• [PROBLEM] Return every item below unchanged, leaving out the pictures.

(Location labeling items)
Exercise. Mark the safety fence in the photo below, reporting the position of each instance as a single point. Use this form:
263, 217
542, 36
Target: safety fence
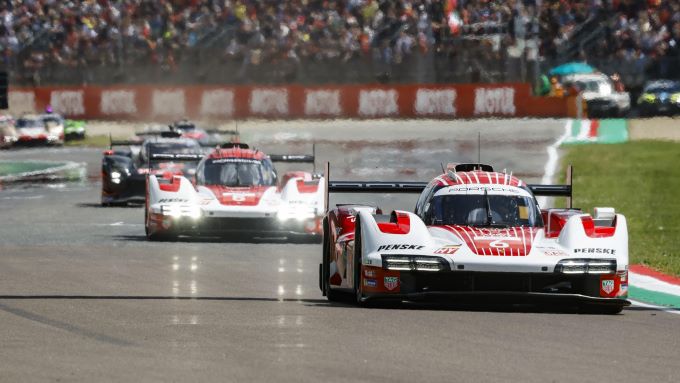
294, 101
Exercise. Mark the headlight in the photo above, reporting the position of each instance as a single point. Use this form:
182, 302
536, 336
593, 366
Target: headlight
586, 266
414, 263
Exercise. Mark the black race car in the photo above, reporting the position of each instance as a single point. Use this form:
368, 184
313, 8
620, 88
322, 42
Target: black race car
124, 170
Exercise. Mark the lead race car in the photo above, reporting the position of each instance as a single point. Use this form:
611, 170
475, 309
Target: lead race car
475, 233
236, 190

• [FINAL RESULT]
Exercise. Mark the safety fence in the photo below, reporting the position of each instance as a single point. Use this form:
263, 217
542, 36
Target: safety fence
294, 101
Exercise. Mark the headlight in the photo above, reporting the position of each instance as a single point. Use this form:
182, 302
536, 336
593, 366
Target: headlight
586, 266
414, 263
Exercise. Mark the black race car in the photo above, reporting the position of each instance as a single point. Use this form:
368, 184
313, 8
620, 88
322, 42
Target: black race car
124, 170
Exercise. Mark the lead race car in the photo above, reporting the position of each instance as a single point. Use this form:
611, 170
475, 309
Target: lead race car
475, 233
236, 190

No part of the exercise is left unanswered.